*** Records provided ***

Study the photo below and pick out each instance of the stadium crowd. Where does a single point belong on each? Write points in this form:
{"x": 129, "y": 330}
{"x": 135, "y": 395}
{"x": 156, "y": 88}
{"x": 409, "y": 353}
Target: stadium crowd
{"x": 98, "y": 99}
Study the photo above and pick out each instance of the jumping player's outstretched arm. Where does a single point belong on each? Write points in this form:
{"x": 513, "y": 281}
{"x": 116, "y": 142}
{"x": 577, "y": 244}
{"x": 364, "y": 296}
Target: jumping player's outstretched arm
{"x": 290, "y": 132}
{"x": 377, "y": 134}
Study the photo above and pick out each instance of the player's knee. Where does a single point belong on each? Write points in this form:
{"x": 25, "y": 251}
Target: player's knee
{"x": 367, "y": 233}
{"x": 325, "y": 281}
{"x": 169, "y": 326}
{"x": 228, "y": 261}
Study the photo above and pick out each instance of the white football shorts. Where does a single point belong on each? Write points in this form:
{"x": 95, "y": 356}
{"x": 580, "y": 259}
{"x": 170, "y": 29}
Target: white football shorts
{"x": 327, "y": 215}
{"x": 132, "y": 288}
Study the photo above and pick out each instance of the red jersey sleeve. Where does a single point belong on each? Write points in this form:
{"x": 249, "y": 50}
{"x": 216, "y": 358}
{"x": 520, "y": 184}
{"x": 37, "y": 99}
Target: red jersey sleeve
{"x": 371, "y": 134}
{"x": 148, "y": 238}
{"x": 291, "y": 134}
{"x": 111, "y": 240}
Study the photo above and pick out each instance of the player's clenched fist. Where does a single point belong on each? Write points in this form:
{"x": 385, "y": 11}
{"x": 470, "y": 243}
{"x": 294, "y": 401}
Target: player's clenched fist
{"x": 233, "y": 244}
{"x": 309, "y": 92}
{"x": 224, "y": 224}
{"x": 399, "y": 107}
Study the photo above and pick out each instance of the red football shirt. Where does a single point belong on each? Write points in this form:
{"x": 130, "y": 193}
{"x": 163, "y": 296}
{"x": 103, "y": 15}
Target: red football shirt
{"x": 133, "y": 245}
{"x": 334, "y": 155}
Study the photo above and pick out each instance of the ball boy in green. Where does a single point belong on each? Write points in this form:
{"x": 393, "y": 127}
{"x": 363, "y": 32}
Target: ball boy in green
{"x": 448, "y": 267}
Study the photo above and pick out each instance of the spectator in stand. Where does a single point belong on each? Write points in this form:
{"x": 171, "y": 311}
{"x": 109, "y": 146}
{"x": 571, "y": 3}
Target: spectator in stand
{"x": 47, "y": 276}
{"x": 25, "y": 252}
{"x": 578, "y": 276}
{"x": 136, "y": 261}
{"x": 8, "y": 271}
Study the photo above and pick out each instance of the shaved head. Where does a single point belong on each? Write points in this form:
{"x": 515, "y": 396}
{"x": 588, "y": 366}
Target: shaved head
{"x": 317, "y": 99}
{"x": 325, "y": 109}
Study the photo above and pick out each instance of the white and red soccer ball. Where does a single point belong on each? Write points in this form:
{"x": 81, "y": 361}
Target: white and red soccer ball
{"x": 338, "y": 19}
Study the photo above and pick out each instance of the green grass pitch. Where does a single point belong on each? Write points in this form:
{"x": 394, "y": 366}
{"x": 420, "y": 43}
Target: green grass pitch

*** End of Records provided ***

• Task brief: Copy all records verbatim.

• Exercise output:
Study the photo below and pick out each instance of the stadium crowd. Where does a single point belong on each? Write points in this form:
{"x": 129, "y": 330}
{"x": 135, "y": 395}
{"x": 156, "y": 88}
{"x": 409, "y": 353}
Target: stadium crowd
{"x": 98, "y": 99}
Study the photo above and pick out each instance of the jumping player's outstretched arm. Where does a single point belong on each? Write points in this form:
{"x": 513, "y": 281}
{"x": 116, "y": 142}
{"x": 577, "y": 244}
{"x": 364, "y": 296}
Target: jumping player's outstretched arm
{"x": 290, "y": 132}
{"x": 377, "y": 134}
Study the photo above and pick out each instance of the player's knee. Where does a single point belong on each? Write points in this form:
{"x": 25, "y": 251}
Target: player's knee
{"x": 367, "y": 233}
{"x": 325, "y": 281}
{"x": 169, "y": 326}
{"x": 228, "y": 261}
Study the photo above and pick out each instance of the white football shorts. Where does a single point belong on each? Write points in this form:
{"x": 95, "y": 356}
{"x": 580, "y": 259}
{"x": 170, "y": 29}
Target: white football shorts
{"x": 327, "y": 215}
{"x": 132, "y": 288}
Study the photo above and pick out each instance of the red jersey sleeve. Where does a single point belong on each? Write points in this form:
{"x": 249, "y": 50}
{"x": 216, "y": 358}
{"x": 520, "y": 184}
{"x": 37, "y": 99}
Target: red jersey sleeve
{"x": 371, "y": 134}
{"x": 148, "y": 238}
{"x": 291, "y": 134}
{"x": 111, "y": 240}
Study the photo above and pick out each instance of the player's clenched fist. Where does a single point belong on each? Write points in this form:
{"x": 385, "y": 11}
{"x": 470, "y": 243}
{"x": 294, "y": 401}
Target: player's clenched fist
{"x": 233, "y": 244}
{"x": 309, "y": 92}
{"x": 224, "y": 224}
{"x": 399, "y": 107}
Study the photo above and pick out each instance of the red football shirt. Where does a single point belong on each? Write points in this form:
{"x": 130, "y": 193}
{"x": 163, "y": 296}
{"x": 103, "y": 15}
Target: red football shirt
{"x": 133, "y": 245}
{"x": 334, "y": 155}
Study the photo above and pick out each instance of the ball boy in green. Where does a single point belong on each? Write points in this form:
{"x": 393, "y": 127}
{"x": 363, "y": 32}
Target: ball boy in green
{"x": 448, "y": 267}
Study the photo above and pick out each instance of the spectator in stand. Where does a single point belong on each? Write points in this form:
{"x": 171, "y": 311}
{"x": 109, "y": 146}
{"x": 571, "y": 3}
Target: spectator in stand
{"x": 47, "y": 276}
{"x": 25, "y": 252}
{"x": 578, "y": 276}
{"x": 136, "y": 261}
{"x": 8, "y": 271}
Study the photo above and pick out each instance of the shaved head. Where does a single point belong on each? Write points in this form:
{"x": 515, "y": 396}
{"x": 588, "y": 366}
Target: shaved head
{"x": 317, "y": 99}
{"x": 325, "y": 109}
Study the photo above and pick out each instance of the white and red soccer ball. Where does a single point belong on each? Write points in this form:
{"x": 81, "y": 361}
Target: white and red soccer ball
{"x": 338, "y": 19}
Study the photo above and pick out each instance of the green grass pitch. Where does a single point belong on each? Write points in this form:
{"x": 394, "y": 366}
{"x": 420, "y": 43}
Target: green grass pitch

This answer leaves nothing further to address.